**WRITTEN TASK**
Take all the material and copy it exactly.

>> start THE INPUT

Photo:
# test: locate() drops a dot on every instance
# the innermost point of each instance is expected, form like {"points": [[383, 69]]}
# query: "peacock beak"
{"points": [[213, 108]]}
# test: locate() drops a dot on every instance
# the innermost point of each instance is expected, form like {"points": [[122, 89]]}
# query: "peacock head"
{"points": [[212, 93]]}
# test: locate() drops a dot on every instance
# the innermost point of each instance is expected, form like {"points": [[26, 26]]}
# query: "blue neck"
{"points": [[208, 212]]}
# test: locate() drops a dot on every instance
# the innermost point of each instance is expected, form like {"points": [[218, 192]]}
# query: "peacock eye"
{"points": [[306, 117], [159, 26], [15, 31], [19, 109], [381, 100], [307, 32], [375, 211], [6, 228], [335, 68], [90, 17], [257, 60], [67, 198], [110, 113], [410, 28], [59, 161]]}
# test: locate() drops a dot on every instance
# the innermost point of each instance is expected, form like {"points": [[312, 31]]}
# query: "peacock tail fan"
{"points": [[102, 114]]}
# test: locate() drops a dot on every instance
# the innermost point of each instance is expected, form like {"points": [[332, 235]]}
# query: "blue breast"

>> end THE INPUT

**FULL RESPONSE**
Photo:
# test: locate() drops a dot on every instance
# the innermost point of each instance is expected, form like {"points": [[383, 69]]}
# query: "peacock beak"
{"points": [[213, 108]]}
# test: locate() drops a dot on every instance
# the innermost point of each instance is expected, form like {"points": [[122, 89]]}
# query: "peacock head"
{"points": [[212, 93]]}
# test: locate() drops a dot on every instance
# the innermost point of each instance is expected, form like {"points": [[26, 26]]}
# query: "blue neck"
{"points": [[208, 212]]}
# test: locate() drops a dot on every instance
# the innermost point of each instance is expected, form like {"points": [[218, 192]]}
# query: "peacock eye"
{"points": [[306, 117], [159, 26], [15, 31], [19, 109], [381, 100], [307, 32], [375, 211], [6, 228], [335, 68], [90, 17], [257, 60], [67, 198], [110, 113], [410, 28], [59, 161]]}
# test: locate() drops a dot on every instance
# the innermost point of each instance is expected, form like {"points": [[312, 31]]}
# query: "peacock tail fan"
{"points": [[102, 114]]}
# test: locate() drops a dot on every instance
# the innermost point of each instance is expected, form like {"points": [[332, 235]]}
# query: "blue breast"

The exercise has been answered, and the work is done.